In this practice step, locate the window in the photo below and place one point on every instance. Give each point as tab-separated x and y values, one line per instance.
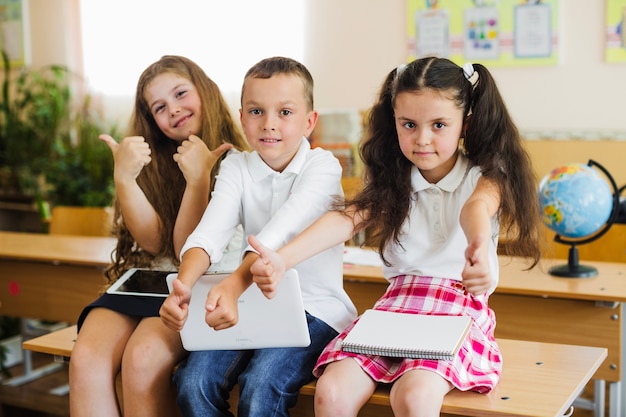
120	38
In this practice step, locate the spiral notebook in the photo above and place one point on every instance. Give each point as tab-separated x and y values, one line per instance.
403	335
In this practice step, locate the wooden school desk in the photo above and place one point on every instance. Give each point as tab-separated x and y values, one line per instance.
49	277
534	305
538	379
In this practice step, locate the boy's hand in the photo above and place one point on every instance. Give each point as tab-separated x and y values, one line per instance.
268	270
221	307
129	156
175	308
476	274
195	160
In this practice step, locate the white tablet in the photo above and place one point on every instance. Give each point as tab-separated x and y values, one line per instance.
139	281
263	323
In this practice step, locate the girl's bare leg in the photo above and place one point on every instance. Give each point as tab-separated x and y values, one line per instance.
418	393
149	358
342	390
95	363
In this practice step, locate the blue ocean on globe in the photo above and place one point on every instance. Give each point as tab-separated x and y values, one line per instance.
575	200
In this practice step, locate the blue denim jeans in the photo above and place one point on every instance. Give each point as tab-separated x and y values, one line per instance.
269	379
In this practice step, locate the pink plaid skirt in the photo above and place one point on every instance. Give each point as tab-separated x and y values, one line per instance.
478	365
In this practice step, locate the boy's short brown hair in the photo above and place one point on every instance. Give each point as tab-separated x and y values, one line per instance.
269	67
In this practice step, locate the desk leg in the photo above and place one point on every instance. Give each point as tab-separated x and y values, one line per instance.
31	374
618	389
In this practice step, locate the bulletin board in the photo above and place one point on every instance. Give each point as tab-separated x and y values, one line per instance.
12	25
491	32
615	31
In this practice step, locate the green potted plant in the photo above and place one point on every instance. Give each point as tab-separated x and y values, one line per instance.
49	151
34	114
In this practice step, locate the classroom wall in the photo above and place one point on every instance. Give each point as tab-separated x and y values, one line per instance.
351	45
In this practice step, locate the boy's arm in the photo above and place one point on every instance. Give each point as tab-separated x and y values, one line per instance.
221	304
475	219
331	229
174	309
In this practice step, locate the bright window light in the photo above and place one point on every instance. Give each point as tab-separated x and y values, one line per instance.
122	37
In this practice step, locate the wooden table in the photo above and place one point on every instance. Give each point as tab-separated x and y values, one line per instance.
534	305
50	277
538	379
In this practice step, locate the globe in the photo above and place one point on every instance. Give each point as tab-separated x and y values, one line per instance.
576	201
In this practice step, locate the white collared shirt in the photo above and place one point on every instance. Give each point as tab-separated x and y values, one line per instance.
277	206
433	242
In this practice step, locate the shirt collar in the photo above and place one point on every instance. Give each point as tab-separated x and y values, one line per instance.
448	183
259	169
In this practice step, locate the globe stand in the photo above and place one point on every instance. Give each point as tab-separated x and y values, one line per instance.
573	269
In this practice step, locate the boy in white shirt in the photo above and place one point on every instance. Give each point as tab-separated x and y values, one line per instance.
274	192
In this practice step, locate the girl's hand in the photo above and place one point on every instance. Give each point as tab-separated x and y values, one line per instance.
175	308
268	270
476	274
195	160
129	156
221	307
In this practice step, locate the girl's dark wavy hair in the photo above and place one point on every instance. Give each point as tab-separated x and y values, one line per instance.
492	141
162	181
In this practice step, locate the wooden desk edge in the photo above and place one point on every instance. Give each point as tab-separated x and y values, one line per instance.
61	342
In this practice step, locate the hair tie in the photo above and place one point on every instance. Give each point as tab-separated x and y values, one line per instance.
470	74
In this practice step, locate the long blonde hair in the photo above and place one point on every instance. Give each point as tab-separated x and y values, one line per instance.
161	180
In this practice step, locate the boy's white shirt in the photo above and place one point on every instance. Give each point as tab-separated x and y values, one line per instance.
277	206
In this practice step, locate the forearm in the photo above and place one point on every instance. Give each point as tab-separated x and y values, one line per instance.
194	202
139	216
194	263
241	278
475	220
331	229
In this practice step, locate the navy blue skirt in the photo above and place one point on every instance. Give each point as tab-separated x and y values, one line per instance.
131	305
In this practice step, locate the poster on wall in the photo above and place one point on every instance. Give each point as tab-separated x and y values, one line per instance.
492	32
12	31
615	31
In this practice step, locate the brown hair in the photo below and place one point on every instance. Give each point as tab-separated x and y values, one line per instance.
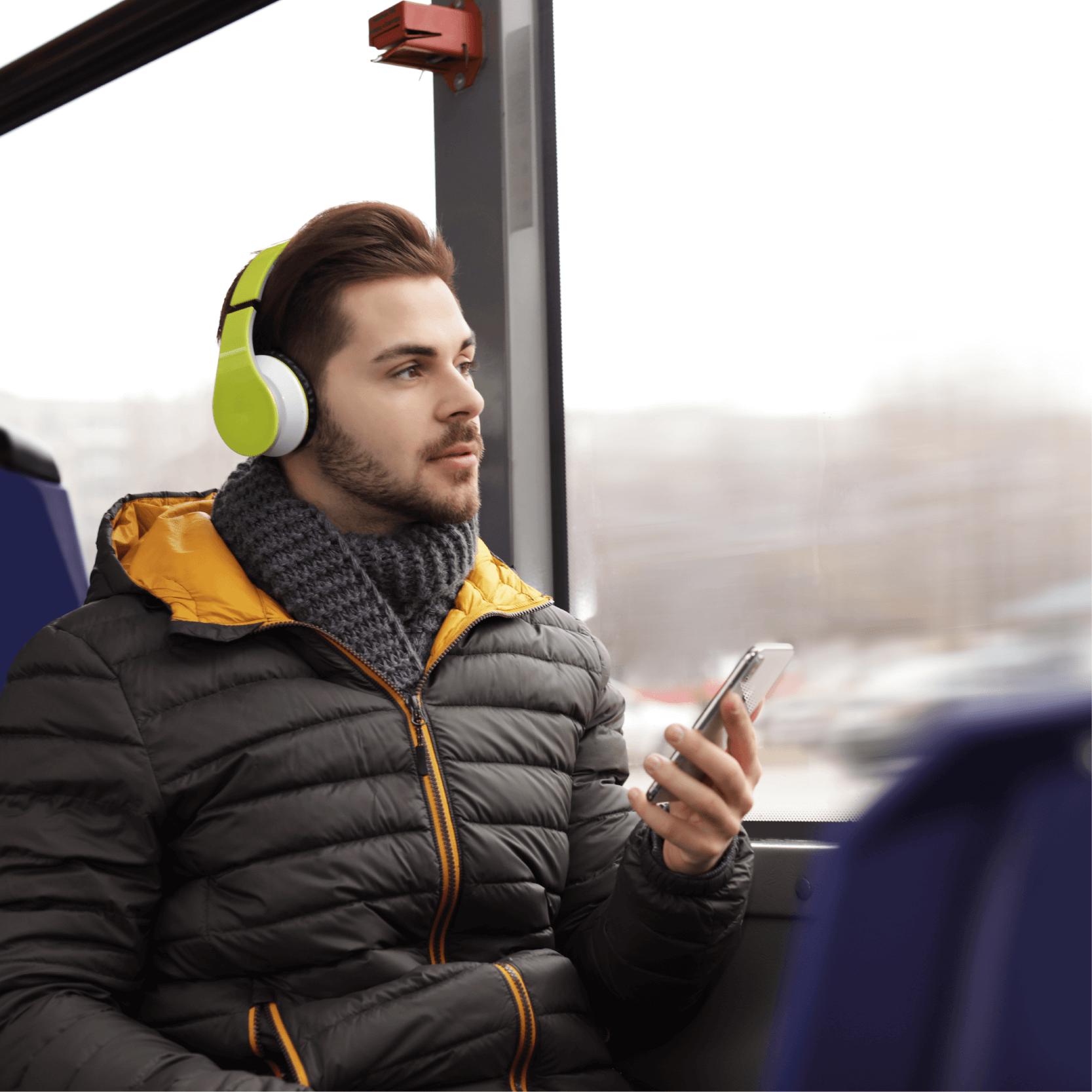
301	311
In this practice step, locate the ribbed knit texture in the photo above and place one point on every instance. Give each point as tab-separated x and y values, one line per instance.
383	597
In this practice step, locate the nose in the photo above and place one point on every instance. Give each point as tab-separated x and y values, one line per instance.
461	398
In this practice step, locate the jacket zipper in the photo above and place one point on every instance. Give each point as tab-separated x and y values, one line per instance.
428	770
270	1041
529	1031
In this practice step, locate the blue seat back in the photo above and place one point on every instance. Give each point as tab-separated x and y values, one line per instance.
951	944
42	571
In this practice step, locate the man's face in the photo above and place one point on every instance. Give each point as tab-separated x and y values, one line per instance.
399	414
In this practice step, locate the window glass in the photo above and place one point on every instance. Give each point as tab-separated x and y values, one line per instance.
129	211
825	292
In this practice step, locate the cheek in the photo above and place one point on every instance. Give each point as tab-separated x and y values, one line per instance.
383	430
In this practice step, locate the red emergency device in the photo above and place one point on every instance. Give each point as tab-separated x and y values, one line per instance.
445	41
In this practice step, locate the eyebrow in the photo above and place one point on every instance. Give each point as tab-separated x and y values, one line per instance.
407	348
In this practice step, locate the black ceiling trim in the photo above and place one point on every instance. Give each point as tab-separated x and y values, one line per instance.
116	42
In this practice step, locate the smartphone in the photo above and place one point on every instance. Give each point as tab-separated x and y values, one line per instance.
753	679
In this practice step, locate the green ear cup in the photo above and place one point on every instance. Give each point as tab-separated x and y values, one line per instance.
242	406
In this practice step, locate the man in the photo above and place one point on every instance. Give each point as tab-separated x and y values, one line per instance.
314	791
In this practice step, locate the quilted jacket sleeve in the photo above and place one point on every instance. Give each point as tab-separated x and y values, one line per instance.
79	882
638	932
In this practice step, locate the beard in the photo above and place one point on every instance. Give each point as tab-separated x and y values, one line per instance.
363	476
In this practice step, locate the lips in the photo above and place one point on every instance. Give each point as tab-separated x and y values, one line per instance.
458	451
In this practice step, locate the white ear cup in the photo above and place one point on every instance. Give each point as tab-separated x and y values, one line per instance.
291	404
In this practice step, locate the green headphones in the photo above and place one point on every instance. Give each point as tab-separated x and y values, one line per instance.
262	405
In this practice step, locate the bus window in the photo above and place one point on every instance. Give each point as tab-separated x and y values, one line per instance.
137	204
827	368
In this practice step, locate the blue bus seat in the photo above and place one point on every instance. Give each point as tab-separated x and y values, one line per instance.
42	571
951	944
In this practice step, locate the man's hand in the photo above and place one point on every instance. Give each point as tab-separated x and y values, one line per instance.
707	814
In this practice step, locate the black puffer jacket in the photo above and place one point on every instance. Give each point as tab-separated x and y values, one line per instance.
229	850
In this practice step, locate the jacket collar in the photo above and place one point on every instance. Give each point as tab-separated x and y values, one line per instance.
166	545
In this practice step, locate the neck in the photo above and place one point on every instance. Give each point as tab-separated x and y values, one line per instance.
347	512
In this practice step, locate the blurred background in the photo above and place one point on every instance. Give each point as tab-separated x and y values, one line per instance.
826	282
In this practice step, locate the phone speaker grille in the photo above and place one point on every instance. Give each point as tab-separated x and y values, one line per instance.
748	695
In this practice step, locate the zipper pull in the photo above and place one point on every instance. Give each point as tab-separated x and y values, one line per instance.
421	756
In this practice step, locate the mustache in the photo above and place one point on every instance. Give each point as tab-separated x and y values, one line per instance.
458	432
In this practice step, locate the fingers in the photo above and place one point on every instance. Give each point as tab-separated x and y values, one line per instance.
695	794
728	778
743	743
688	848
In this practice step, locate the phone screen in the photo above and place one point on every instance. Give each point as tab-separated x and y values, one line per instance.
753	679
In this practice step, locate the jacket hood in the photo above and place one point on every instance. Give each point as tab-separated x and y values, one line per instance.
165	545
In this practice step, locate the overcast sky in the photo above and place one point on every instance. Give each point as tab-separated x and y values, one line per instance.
777	206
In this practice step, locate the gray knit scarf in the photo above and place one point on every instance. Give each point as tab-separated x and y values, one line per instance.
383	597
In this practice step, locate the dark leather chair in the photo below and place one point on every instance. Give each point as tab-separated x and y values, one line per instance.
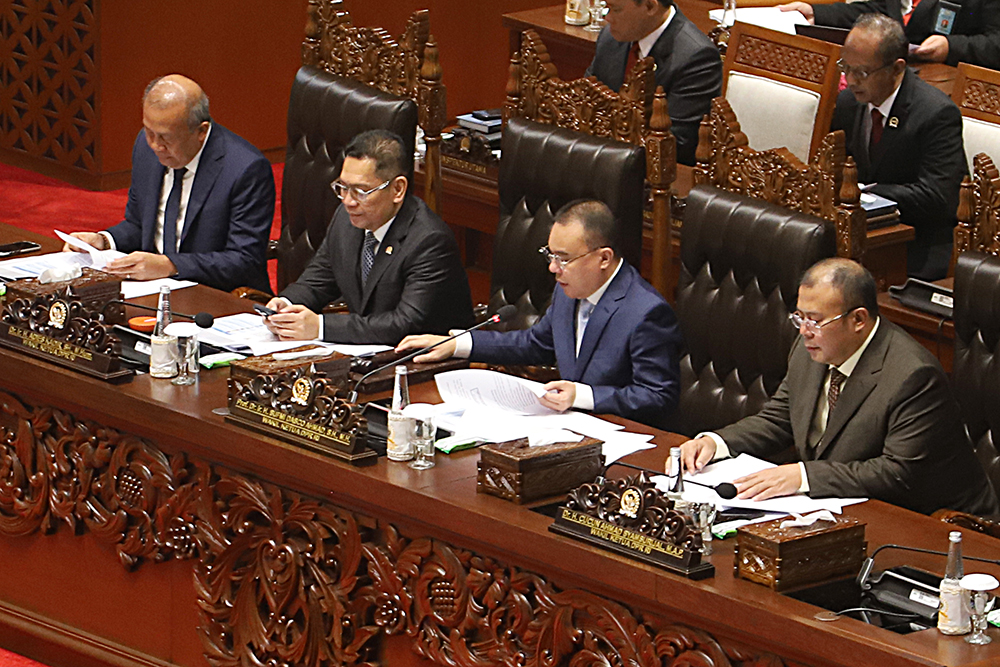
741	262
976	372
542	168
324	113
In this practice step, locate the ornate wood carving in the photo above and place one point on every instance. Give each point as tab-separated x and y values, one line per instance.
826	187
48	86
284	579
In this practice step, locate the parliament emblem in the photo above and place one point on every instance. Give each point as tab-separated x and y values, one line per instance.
629	505
58	313
301	391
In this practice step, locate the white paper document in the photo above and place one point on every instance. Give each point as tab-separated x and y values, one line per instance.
765	17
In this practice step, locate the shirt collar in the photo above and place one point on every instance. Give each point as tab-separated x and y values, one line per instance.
646	43
848	366
599	292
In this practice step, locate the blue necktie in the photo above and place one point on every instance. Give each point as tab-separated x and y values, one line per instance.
171	213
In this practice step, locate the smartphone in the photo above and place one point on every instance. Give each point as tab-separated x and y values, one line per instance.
18	248
264	310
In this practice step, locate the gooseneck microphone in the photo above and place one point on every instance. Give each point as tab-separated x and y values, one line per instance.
501	315
725	490
203	320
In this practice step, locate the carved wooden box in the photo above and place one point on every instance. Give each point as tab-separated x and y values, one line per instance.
514	471
785	558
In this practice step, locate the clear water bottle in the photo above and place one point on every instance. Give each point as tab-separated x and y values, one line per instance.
953	614
163	348
399	445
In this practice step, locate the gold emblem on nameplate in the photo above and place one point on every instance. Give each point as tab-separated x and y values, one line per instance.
301	391
58	313
629	505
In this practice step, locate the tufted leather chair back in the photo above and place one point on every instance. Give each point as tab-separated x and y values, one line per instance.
976	370
324	113
741	262
543	168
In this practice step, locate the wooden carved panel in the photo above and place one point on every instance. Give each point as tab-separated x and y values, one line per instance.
48	81
284	579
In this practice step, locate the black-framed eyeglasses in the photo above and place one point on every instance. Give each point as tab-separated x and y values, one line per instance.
812	326
560	262
359	195
857	72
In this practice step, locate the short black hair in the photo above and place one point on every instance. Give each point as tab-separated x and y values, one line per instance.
892	41
854	282
385	148
599	227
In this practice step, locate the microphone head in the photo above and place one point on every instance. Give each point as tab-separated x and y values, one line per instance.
726	490
507	312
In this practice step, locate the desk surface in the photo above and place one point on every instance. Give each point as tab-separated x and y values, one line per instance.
434	541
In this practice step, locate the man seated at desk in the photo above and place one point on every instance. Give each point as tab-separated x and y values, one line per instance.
867	409
906	137
944	32
688	66
201	201
615	340
391	259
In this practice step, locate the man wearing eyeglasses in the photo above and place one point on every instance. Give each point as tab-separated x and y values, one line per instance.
906	137
615	340
390	258
867	409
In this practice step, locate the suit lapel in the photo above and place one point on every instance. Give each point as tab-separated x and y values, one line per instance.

○ ○ ○ ○ ○

# WHAT IS BEING ASKED
Take the lines above from the one holding "In this practice step, locate the gold" to the last and output them exactly.

# SOLUTION TO THE PROBLEM
In this practice step, locate the gold emblem on nameplate in the photo above and place one point on every instance. Give each point as tab-separated x and y values, one line per instance.
301	391
58	313
629	505
In this practice step, locate the tufted leather chair back in the photo above and place one point on every instance. Give each point as tab-separated x and y values, one line per instance.
976	370
324	113
741	262
543	168
In this practice step, locate the wooden carved panel in the photo above and place one point on every instance. Give each point as tab-separated x and y values, one line per instance.
48	81
284	579
In this practice step, locate the black-framed eyeglasses in the photo above and place one point on every instance. Give each point as tab-separated x and y values, one line per instance.
812	326
560	262
359	195
857	72
In this practice step, locate the short black hair in the photo above and place one point on every instance. Give each point as tab-separated x and y values, one line per instance.
892	41
854	282
385	148
599	227
In this practice step, locate the microphone head in the photo above and place one point on every instance. Give each point as tab-separated x and y values, one line per instance.
726	490
507	312
In this practice step, locate the desk surface in the photo above and place one point on every instance. Give each point as tab-separated x and y values, one line per instance.
434	541
In this practice step, locate the man seated at desk in the photo above and place one point on every instance. Give each point as tab-separated x and y values, one line per instance.
867	409
906	137
944	32
688	66
201	201
615	340
391	259
In this practice step, locate the man wearing eyeglasses in the photo above and place one point on every instance. Give each point as tab-separated x and y values, one line per instance.
906	137
615	340
390	258
867	409
In this practice step, locate the suit lapel in the photo above and place one point on every instance. Give each point as tab-separated x and y values, one line per instance.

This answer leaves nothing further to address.